Saved entries

──────────

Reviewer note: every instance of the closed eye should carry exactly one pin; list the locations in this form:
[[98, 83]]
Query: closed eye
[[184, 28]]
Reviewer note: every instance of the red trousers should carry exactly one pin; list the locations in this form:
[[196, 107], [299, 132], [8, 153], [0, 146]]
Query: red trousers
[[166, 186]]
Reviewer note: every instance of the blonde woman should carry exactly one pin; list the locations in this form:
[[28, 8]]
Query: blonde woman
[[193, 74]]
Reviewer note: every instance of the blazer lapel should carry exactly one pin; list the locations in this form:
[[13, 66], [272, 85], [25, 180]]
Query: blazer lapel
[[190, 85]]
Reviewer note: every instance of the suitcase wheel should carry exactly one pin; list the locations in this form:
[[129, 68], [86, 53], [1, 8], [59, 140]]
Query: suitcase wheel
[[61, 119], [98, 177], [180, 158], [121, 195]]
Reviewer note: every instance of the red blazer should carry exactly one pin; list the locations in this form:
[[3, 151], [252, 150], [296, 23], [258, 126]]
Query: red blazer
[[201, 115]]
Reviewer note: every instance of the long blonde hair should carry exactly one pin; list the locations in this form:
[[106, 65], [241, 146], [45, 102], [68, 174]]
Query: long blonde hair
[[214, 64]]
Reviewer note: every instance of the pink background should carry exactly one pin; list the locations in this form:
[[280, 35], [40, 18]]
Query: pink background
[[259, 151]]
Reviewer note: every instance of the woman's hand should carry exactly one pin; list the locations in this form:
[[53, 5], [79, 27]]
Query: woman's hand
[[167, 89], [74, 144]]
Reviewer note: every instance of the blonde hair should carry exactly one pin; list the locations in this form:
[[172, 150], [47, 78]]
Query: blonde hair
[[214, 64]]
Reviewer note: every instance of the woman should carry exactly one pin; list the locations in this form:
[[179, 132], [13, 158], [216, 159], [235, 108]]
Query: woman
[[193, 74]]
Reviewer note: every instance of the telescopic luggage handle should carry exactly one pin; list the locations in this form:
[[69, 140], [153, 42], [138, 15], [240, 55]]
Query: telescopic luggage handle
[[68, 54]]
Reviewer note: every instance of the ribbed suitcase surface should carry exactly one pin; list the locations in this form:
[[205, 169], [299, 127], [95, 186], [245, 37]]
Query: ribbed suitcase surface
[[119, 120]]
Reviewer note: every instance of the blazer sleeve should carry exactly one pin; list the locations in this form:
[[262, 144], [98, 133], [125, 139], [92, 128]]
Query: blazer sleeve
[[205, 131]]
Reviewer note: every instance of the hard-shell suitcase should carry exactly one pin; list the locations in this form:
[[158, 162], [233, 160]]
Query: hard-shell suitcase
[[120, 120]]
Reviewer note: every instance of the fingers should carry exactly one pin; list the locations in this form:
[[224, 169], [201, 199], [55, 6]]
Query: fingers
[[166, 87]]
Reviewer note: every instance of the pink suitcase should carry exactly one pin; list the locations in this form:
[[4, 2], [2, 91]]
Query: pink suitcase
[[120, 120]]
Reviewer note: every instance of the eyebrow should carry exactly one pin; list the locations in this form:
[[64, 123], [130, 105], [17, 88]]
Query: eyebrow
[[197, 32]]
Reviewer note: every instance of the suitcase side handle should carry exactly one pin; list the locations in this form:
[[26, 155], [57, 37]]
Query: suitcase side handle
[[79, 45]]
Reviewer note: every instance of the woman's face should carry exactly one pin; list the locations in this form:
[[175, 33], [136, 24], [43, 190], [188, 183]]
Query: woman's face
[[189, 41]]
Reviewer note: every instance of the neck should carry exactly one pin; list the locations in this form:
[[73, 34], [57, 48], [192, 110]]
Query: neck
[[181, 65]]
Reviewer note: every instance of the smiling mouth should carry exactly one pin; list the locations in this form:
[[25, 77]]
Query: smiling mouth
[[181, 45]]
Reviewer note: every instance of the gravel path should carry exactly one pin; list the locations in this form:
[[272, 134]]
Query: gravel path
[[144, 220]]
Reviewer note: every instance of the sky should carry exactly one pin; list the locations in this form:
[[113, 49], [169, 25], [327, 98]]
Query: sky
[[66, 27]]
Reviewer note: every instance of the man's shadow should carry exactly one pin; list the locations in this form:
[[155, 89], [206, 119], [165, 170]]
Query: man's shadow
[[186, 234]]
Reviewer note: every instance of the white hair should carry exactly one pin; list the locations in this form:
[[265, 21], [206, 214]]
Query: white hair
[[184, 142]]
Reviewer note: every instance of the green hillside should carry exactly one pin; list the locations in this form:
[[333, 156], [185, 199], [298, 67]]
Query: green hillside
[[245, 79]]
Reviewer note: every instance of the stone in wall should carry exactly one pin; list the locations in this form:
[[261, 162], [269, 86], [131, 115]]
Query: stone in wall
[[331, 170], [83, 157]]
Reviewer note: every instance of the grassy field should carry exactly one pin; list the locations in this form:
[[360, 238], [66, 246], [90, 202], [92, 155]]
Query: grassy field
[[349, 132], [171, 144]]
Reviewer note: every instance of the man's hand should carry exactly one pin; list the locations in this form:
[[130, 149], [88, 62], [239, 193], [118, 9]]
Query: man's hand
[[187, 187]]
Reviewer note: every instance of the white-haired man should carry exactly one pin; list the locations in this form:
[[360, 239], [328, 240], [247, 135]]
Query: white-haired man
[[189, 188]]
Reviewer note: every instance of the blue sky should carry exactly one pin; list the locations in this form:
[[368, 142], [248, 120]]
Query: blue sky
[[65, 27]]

──────────

All of the entries above must be quoted exactly.

Reviewer note: every instance of the closed eye should carry exactly one pin; list the locations in this form:
[[98, 83]]
Query: closed eye
[[184, 28]]
Reviewer note: every instance of the red trousers should carry exactly one pin; list the locations in this form:
[[196, 107], [299, 132], [8, 153], [0, 146]]
Query: red trousers
[[166, 186]]
Reviewer note: every instance of the blonde woman should carry exactly one pin; list the locations in this form:
[[28, 8]]
Query: blonde woman
[[193, 74]]
Reviewer note: every instance of the blazer lapel should carry exactly one pin; list the locations in this form:
[[13, 66], [272, 85], [25, 180]]
Query: blazer lapel
[[190, 85]]
Reviewer note: every instance of the suitcase wheel should carry exactly one pin; list the locations in this form:
[[129, 68], [86, 53], [1, 8], [59, 140]]
Query: suitcase wheel
[[61, 119], [98, 177], [180, 158], [121, 195]]
Reviewer note: every instance of the red blazer should carry exactly one pin; list the locations in this form:
[[3, 151], [252, 150], [296, 23], [258, 126]]
Query: red blazer
[[201, 115]]
Reviewer note: every instance of the long blonde hair should carry exactly one pin; list the locations in this form:
[[106, 65], [241, 146], [45, 102], [68, 174]]
Query: long blonde hair
[[214, 64]]
Reviewer note: every instance of the pink background should carry exactly one pin; list the locations in this form:
[[280, 35], [40, 18]]
Query: pink background
[[259, 151]]
Reviewer note: every instance of the woman's hand should carry exactly one pin; list the locations in this form:
[[53, 5], [79, 27]]
Query: woman's hand
[[167, 89], [74, 144]]
Reviewer note: every instance of the blonde hair should carry exactly one pin; list the locations in this form:
[[172, 150], [47, 78]]
Query: blonde hair
[[214, 64]]
Reviewer note: every instance of the woman should carry exactly one pin; list the locations in this form:
[[179, 132], [13, 158], [216, 159], [235, 108]]
Query: woman
[[193, 74]]
Reviewer note: every instance of the telescopic luggage handle should carry exactly one pin; list the locations in this form:
[[69, 140], [153, 42], [138, 15], [240, 55]]
Query: telescopic luggage handle
[[68, 54]]
Reviewer note: every instance of the ribbed suitcase surface should carry exactly one pin; list the locations in this form:
[[205, 169], [299, 127], [95, 186], [245, 37]]
Query: ribbed suitcase surface
[[119, 120]]
Reviewer note: every instance of the blazer sleeve should carry exactly one pin; list the locations in this form:
[[262, 144], [98, 133], [125, 139], [92, 128]]
Query: blazer sleeve
[[205, 131]]
Reviewer note: every instance of the hard-shell suitcase should carry exactly one pin; list the locations in this form:
[[158, 162], [233, 160]]
Query: hard-shell suitcase
[[120, 120]]
Reviewer note: every instance of the fingers should carry exactly one pin; list the locations in this form:
[[224, 169], [201, 199], [55, 6]]
Query: fingers
[[166, 87]]
Reviewer note: every instance of the pink suitcase should carry exactly one pin; list the locations in this form:
[[4, 2], [2, 91]]
Query: pink suitcase
[[120, 120]]
Reviewer note: every instance of the eyebrow should carry exactly one pin; list the locations in this form:
[[64, 123], [130, 105], [17, 88]]
Query: eyebrow
[[197, 32]]
Reviewer note: every instance of the suitcase side handle should carry exactly one pin; list the locations in this form:
[[26, 155], [57, 37]]
Query: suitcase side handle
[[79, 45]]
Reviewer note: every instance of the woman's face should carry exactly one pin; list the locations in this form:
[[175, 33], [136, 24], [43, 190], [188, 183]]
Query: woman's face
[[189, 41]]
Reviewer note: every instance of the neck should carry exactly one pin; list the locations in this form:
[[73, 34], [57, 48], [192, 110]]
Query: neck
[[181, 65]]
Reviewer note: every instance of the smiling mouth should carry exactly one pin; list the locations in this form:
[[25, 77]]
Query: smiling mouth
[[181, 45]]
Reviewer note: every instance of the gravel path should carry exactly one pin; list the locations in this form:
[[272, 134]]
Query: gravel path
[[144, 220]]
Reviewer note: every instance of the sky should carry exactly one pin; list the locations in this form:
[[113, 49], [169, 25], [327, 98]]
Query: sky
[[66, 27]]
Reviewer note: every instance of the man's shadow should carry exactly one pin; list the locations in this form:
[[155, 89], [206, 119], [165, 170]]
Query: man's shadow
[[186, 234]]
Reviewer note: every instance of the white hair should carry exactly one pin; list the locations in this form:
[[265, 21], [206, 214]]
Query: white hair
[[184, 142]]
Reviewer note: every instance of the green hillside should carry exactly one pin; list the locations in this form:
[[333, 156], [185, 199], [298, 67]]
Query: green hillside
[[245, 79]]
Reviewer note: every instance of the stone in wall should carry exactly one pin; list the locations in this form:
[[261, 162], [269, 86], [131, 115]]
Query: stone in wall
[[331, 170], [83, 157]]
Reviewer note: every instance of the grassy field should carry exactly one pin; list the locations in this form:
[[360, 238], [66, 246], [90, 202], [92, 155]]
Query: grassy field
[[349, 132], [171, 144]]
Reviewer note: every instance of the man's hand should carry exactly one pin; list the locations in this form:
[[130, 149], [88, 62], [239, 193], [118, 9]]
Query: man's hand
[[187, 187]]
Reviewer note: every instance of the white-haired man should carry exactly one pin; list the locations in this form:
[[360, 239], [328, 240], [247, 135]]
Query: white-haired man
[[189, 188]]
Reviewer note: every instance of the blue sky should carry exactly one pin; list the locations in this form:
[[368, 142], [248, 120]]
Query: blue sky
[[65, 27]]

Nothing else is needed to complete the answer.